Supplied text below:

January 9. 2014
*This piece was originally posted in January of 2013, but as we begin the new year, we want to focus in on one of the most impactful aspects of the CARE for AIDS model- orphan prevention.
I don’t like watching horror movies because I grew up witnessing a lot of horrifying situations in my life. One of them is seeing hopelessness in orphans because of HIV and AIDS. The horror of seeing the parents die and then the children follow is not a pleasing one. If the children are lucky enough, they find themselves in the orphanages, street corners, with grandmothers or with some poor relatives who may have other 10 children in the slum. I said that was enough horror in my life and I would not like to introduce more artificial horrors again. I would rather live with the natural ones that I cannot avoid.
Today my best movies to watch are action movies. Because I always want to put on my full gear and fight some of these vices in our society. It always seems to me that people especially the government and the church are not fighting enough. If we were fighting enough these vices would be decreasing, but they don’t. So each time I watch an action movie, I want to borrow some principles on how I can fight the spread of HIV and AIDS especially on children because they are always victims in this predicament. They did not contribute in any way. It is more frustrating to learn that when they grow up, they are again victimized and stigmatized. This is because our society is made to think that anybody with AIDS is/was a prostitute.

End of Supplied text.
Provided records below:

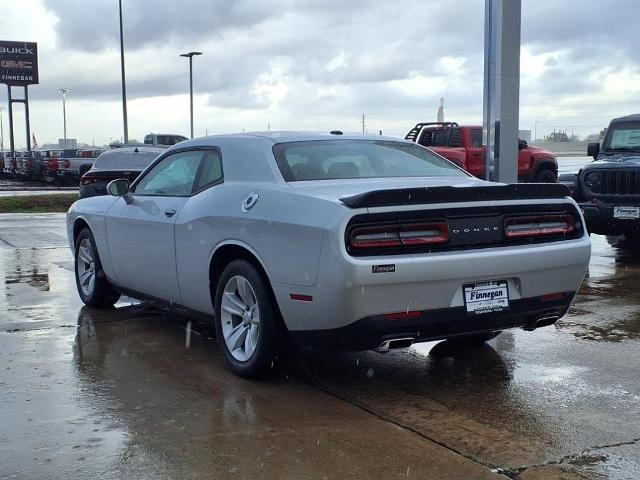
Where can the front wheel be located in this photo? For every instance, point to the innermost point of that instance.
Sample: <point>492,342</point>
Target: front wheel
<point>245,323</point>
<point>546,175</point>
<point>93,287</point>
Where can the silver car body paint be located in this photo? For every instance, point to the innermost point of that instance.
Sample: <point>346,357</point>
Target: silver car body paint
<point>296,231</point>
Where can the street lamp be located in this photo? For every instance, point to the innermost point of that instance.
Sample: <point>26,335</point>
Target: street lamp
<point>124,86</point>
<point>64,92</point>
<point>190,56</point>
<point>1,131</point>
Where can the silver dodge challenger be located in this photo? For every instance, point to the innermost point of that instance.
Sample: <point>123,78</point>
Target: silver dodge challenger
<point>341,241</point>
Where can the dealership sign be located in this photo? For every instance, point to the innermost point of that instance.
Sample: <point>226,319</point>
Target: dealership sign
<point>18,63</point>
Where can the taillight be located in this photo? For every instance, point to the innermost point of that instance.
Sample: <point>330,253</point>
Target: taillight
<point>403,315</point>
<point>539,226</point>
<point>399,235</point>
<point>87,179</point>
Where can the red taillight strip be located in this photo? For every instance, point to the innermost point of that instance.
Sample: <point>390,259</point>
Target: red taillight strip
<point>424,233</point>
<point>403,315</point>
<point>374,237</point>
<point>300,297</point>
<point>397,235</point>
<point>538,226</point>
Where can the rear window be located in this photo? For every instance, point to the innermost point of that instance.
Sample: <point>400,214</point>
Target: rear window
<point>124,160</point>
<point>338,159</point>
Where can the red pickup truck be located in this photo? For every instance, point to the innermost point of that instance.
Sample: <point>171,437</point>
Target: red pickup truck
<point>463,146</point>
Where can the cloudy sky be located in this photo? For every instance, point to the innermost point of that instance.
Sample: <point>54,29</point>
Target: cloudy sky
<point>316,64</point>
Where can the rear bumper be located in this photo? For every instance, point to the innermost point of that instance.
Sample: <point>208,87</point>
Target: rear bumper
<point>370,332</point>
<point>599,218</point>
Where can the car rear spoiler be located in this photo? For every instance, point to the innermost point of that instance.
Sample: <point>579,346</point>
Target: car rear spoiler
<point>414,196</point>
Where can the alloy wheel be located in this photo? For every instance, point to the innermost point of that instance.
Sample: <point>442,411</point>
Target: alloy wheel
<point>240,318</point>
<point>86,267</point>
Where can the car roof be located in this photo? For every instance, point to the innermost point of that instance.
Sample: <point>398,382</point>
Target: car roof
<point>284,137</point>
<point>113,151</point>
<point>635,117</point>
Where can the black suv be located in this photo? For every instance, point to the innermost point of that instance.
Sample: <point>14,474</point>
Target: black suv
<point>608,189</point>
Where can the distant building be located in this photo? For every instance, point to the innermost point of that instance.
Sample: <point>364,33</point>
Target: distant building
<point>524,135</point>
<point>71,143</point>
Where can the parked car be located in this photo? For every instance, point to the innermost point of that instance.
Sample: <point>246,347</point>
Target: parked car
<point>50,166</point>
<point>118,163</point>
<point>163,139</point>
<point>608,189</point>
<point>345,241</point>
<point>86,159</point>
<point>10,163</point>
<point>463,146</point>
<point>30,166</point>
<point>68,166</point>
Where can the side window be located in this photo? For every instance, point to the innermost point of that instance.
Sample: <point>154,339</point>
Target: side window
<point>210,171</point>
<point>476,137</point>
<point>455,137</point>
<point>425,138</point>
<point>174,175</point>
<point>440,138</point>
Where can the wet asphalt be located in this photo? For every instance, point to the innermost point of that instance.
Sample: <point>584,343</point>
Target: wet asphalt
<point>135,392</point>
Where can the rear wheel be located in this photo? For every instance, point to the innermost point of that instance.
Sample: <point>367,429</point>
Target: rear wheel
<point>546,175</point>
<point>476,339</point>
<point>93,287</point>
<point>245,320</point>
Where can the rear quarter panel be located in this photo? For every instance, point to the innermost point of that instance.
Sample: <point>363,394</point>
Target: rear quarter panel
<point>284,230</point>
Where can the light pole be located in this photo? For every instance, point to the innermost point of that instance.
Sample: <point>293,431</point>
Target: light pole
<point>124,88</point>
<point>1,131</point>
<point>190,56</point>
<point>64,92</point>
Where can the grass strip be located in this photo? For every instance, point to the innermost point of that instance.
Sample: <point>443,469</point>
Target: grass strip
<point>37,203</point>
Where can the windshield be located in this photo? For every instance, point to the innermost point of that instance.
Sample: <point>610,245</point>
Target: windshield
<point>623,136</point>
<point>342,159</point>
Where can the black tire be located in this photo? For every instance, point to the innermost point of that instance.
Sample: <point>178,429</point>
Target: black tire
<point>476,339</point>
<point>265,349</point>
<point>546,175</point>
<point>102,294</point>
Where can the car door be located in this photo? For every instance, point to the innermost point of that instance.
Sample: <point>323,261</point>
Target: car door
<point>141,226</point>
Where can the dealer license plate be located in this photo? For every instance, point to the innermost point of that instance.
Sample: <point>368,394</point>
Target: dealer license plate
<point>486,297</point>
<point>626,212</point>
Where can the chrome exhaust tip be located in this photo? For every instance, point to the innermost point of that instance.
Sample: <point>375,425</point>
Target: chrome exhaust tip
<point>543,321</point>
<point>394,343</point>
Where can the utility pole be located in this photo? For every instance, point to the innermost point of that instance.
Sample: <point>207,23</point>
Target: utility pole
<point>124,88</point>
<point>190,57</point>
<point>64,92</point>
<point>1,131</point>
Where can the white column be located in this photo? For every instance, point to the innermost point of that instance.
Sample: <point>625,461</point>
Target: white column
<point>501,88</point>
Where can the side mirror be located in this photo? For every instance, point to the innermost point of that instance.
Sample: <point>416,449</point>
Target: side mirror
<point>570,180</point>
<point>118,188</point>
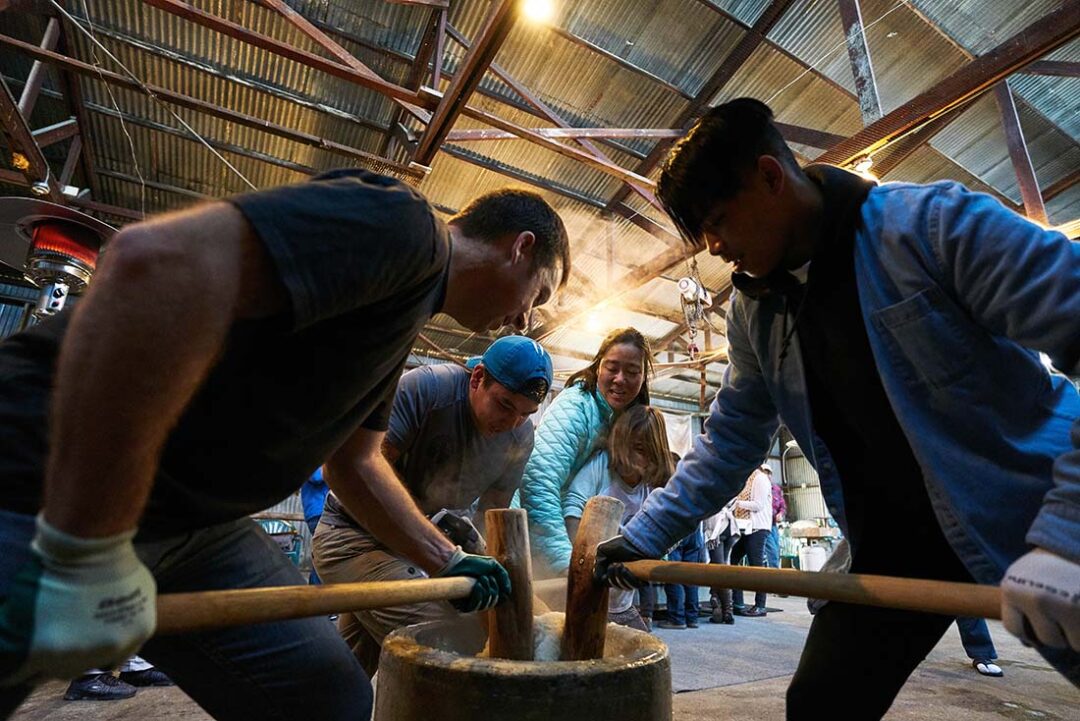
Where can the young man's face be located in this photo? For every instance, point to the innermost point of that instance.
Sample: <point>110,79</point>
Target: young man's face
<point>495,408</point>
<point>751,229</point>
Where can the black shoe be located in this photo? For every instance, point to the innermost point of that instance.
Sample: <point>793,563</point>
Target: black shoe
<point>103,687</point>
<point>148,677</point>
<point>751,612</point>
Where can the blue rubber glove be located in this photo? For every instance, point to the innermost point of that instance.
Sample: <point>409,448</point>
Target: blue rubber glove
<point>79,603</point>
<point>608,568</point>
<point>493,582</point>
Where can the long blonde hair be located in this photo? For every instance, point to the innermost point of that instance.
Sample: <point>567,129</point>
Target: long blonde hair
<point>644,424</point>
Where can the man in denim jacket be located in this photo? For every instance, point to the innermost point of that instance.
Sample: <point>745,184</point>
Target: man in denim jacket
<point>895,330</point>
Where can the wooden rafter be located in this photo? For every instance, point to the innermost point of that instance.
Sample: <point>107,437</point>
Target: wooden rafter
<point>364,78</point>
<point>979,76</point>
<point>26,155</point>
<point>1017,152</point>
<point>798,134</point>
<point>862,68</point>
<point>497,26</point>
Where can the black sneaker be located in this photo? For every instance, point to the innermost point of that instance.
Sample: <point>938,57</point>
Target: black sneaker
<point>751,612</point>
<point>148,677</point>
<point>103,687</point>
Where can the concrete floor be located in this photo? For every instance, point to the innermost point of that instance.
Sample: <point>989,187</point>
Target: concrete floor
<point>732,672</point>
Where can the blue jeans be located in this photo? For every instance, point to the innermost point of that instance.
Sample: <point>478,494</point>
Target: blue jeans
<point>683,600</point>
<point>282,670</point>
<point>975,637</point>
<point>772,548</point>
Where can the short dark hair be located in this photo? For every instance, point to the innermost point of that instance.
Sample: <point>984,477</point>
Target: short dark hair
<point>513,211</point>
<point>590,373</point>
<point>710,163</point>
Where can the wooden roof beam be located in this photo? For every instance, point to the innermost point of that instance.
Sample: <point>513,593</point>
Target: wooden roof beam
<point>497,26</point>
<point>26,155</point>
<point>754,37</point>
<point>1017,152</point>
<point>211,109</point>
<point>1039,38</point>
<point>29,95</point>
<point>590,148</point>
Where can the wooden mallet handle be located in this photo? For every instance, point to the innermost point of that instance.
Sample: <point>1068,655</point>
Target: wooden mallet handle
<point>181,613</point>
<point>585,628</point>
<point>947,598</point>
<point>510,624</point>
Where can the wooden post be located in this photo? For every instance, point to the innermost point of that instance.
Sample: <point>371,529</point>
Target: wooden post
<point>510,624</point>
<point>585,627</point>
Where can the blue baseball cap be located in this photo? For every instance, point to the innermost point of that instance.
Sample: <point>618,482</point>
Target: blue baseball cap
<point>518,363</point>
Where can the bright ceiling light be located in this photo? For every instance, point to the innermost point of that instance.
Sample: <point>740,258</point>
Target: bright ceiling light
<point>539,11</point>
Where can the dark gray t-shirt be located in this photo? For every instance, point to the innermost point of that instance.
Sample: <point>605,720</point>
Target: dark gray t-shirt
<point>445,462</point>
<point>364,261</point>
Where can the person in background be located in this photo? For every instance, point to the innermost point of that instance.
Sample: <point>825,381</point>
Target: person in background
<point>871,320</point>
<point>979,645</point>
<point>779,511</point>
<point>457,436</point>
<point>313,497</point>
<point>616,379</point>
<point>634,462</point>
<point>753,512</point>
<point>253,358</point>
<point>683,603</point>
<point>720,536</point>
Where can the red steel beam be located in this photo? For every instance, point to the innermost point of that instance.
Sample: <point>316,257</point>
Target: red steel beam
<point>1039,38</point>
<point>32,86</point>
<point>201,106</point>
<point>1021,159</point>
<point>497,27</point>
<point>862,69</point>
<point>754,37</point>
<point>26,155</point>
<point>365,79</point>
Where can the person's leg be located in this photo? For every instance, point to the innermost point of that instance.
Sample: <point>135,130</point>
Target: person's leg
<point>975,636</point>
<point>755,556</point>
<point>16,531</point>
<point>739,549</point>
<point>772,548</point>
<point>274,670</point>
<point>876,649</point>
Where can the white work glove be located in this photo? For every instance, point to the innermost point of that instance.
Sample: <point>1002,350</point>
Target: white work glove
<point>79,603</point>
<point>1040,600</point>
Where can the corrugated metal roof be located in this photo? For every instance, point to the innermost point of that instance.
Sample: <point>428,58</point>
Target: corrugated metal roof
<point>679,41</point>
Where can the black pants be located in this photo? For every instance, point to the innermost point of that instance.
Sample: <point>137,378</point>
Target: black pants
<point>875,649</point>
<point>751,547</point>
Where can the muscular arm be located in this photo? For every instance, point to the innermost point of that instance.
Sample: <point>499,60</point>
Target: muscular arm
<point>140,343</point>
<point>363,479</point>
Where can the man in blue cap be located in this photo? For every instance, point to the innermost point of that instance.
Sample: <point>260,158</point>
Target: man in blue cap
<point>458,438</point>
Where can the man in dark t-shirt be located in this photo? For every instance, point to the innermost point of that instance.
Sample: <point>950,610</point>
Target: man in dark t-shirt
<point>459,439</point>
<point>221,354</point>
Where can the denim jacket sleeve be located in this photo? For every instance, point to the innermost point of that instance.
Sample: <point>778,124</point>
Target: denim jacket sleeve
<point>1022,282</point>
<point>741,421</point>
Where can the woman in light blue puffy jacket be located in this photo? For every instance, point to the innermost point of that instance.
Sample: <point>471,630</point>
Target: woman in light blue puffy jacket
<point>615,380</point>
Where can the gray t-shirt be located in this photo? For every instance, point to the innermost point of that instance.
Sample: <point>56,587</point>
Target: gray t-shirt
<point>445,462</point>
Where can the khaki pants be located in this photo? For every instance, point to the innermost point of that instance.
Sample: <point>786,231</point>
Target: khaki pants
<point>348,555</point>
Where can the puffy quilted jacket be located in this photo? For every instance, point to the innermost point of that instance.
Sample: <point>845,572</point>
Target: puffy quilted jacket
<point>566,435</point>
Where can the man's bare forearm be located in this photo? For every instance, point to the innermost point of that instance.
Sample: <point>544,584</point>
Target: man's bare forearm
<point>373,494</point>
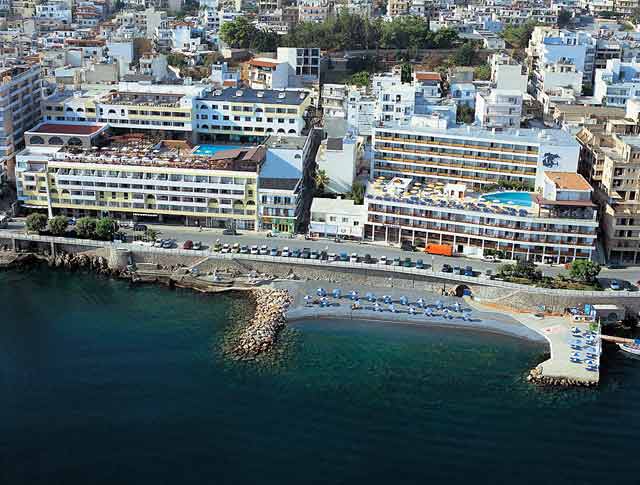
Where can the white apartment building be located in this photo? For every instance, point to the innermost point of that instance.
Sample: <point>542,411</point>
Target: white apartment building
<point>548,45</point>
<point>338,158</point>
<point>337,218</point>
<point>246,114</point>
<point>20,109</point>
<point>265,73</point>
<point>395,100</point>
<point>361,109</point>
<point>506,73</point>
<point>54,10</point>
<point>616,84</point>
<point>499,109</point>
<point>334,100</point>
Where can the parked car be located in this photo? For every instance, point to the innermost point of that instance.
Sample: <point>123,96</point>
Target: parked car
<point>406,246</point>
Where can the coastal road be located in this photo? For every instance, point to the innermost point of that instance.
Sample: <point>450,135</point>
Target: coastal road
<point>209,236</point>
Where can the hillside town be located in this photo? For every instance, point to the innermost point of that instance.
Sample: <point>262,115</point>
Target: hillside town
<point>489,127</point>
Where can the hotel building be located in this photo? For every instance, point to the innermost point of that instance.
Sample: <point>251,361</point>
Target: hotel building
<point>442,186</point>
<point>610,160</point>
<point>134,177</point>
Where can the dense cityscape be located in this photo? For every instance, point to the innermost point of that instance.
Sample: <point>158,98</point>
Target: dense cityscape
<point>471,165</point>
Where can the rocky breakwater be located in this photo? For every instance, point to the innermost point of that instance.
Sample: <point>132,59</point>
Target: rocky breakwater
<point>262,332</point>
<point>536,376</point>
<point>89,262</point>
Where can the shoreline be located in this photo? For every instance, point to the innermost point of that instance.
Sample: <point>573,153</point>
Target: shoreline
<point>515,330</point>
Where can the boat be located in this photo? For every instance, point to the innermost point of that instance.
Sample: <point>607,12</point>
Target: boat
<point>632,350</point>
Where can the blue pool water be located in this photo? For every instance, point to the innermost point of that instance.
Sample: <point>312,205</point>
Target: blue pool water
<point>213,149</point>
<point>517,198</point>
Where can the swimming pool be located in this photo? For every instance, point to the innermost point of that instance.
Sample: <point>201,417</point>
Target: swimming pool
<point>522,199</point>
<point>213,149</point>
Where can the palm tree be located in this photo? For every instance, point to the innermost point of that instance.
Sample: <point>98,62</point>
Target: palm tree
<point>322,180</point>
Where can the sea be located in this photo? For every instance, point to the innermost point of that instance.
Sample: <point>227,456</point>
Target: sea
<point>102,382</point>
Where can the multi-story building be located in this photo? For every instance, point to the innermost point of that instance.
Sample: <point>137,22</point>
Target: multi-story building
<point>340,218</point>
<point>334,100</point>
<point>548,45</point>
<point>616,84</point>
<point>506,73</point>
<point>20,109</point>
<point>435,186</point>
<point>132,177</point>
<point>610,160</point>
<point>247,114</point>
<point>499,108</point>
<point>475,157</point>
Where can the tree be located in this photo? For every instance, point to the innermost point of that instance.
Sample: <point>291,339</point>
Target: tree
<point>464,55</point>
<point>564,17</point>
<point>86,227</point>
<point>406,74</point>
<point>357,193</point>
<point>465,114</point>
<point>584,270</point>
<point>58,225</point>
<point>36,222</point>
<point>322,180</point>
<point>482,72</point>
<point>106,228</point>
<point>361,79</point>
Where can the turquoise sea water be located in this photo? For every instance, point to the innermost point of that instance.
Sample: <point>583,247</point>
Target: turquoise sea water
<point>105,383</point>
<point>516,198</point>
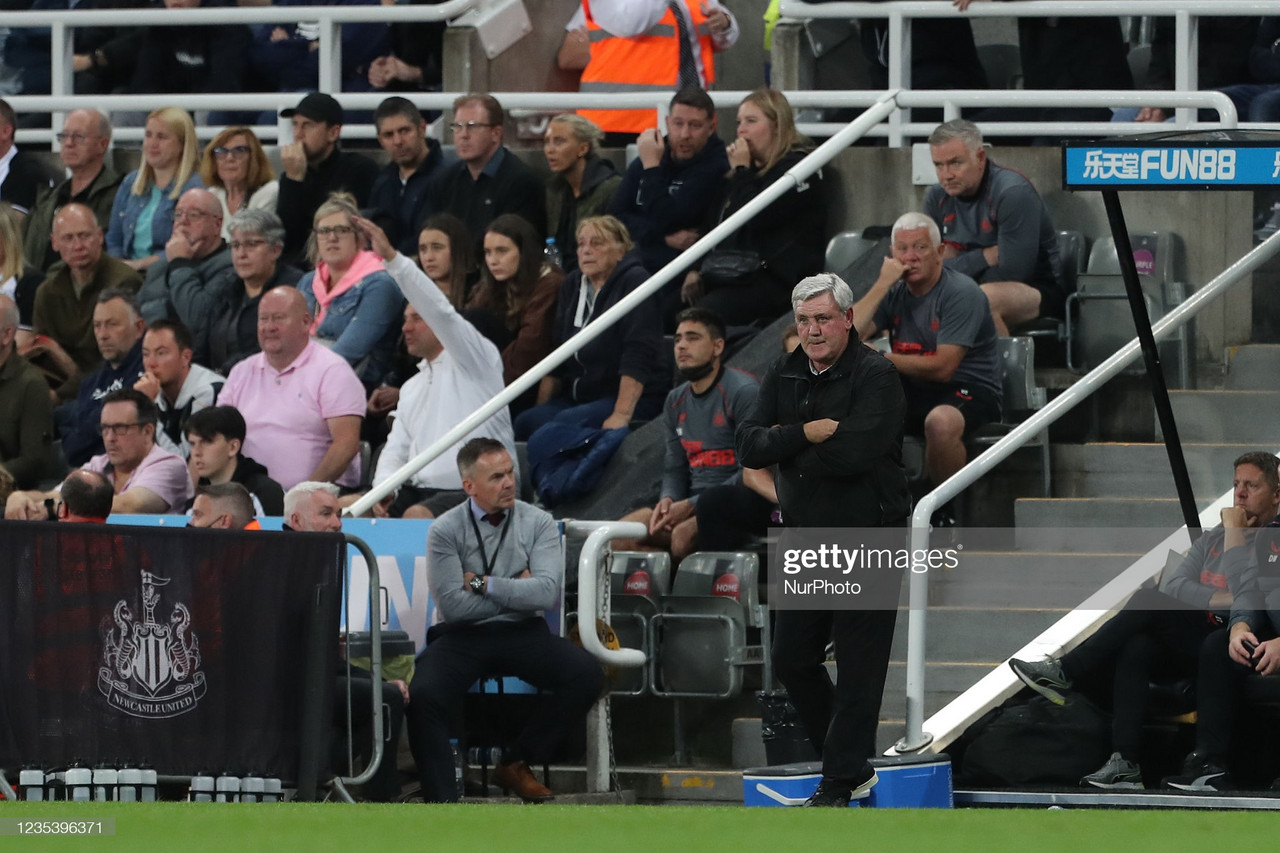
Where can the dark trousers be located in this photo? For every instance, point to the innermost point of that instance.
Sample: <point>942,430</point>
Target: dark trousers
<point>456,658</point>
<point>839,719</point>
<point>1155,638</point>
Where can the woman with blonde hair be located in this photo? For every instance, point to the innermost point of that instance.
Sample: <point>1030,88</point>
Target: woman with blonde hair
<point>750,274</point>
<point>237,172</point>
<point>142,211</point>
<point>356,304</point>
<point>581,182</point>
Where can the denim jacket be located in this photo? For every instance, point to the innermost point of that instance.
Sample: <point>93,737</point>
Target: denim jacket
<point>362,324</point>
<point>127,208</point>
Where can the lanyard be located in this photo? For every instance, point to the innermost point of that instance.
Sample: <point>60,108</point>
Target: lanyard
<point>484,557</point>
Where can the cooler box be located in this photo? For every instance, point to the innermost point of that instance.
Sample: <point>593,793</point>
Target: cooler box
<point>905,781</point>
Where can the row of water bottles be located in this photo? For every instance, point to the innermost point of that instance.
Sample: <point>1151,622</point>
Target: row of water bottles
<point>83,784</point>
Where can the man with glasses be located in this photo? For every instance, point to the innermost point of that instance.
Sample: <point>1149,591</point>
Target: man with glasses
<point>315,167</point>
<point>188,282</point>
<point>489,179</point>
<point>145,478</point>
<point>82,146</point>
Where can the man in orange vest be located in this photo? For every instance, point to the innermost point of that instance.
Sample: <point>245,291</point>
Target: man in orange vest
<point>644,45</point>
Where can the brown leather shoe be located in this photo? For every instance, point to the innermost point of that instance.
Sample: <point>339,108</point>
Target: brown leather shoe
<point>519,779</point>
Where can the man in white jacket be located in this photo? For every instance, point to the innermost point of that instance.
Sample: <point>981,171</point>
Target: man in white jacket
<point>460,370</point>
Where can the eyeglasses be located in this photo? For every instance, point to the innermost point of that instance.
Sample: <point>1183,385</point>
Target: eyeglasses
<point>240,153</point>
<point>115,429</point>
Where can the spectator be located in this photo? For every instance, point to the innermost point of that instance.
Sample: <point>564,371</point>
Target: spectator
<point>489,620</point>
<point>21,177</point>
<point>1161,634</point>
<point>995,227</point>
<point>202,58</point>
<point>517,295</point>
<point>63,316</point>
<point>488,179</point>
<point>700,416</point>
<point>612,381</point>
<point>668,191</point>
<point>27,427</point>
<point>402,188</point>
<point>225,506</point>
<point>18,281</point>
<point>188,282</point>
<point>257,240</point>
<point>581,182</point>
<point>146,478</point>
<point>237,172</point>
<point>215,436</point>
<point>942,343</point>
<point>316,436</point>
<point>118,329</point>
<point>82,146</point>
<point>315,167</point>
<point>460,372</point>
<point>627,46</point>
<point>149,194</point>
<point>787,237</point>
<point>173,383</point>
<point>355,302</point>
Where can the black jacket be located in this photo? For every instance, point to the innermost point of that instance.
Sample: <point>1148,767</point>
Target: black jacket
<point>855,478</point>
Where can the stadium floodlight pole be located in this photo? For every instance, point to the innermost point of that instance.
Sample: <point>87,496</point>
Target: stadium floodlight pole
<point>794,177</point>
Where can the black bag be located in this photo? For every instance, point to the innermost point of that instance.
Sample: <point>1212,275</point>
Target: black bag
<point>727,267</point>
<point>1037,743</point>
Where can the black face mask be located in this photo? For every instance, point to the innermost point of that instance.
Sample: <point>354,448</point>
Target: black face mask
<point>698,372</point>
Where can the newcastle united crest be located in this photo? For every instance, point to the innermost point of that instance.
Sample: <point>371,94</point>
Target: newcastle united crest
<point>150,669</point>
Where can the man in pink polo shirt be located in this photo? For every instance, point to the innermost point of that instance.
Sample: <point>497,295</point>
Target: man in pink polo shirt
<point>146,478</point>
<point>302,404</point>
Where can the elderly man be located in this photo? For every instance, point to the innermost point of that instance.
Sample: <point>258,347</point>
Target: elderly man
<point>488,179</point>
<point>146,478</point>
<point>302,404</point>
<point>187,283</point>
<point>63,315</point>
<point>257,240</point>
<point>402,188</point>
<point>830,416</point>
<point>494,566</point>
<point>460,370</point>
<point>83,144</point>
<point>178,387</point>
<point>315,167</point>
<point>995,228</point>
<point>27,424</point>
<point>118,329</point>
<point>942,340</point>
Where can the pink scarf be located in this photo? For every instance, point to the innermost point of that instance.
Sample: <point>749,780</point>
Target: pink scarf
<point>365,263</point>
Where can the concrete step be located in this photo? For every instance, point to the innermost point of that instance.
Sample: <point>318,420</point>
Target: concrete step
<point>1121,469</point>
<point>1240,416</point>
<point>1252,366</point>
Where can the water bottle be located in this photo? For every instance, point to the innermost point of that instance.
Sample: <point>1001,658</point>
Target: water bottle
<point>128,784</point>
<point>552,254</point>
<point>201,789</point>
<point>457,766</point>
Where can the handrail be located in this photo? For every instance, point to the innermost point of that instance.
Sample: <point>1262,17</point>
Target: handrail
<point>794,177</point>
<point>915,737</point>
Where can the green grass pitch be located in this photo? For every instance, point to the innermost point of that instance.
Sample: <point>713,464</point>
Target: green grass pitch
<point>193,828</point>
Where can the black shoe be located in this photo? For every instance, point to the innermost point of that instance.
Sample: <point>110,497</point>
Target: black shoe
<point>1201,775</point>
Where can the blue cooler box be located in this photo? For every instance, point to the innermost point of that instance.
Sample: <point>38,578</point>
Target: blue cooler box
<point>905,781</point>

End of Provided records.

Exercises:
(A) According to the piece on orphans and AIDS, where might the children end up if they are lucky enough? List every place or situation it names.
(B) Reproduce everything in the piece on orphans and AIDS from "January 9. 2014" down to "model- orphan prevention.", word for word.

Task-by-task answers:
(A)
- Orphanages
- Street corners
- With grandmothers
- With some poor relatives who may have other 10 children in the slum

(B)
January 9. 2014
*This piece was originally posted in January of 2013, but as we begin the new year, we want to focus in on one of the most impactful aspects of the CARE for AIDS model- orphan prevention.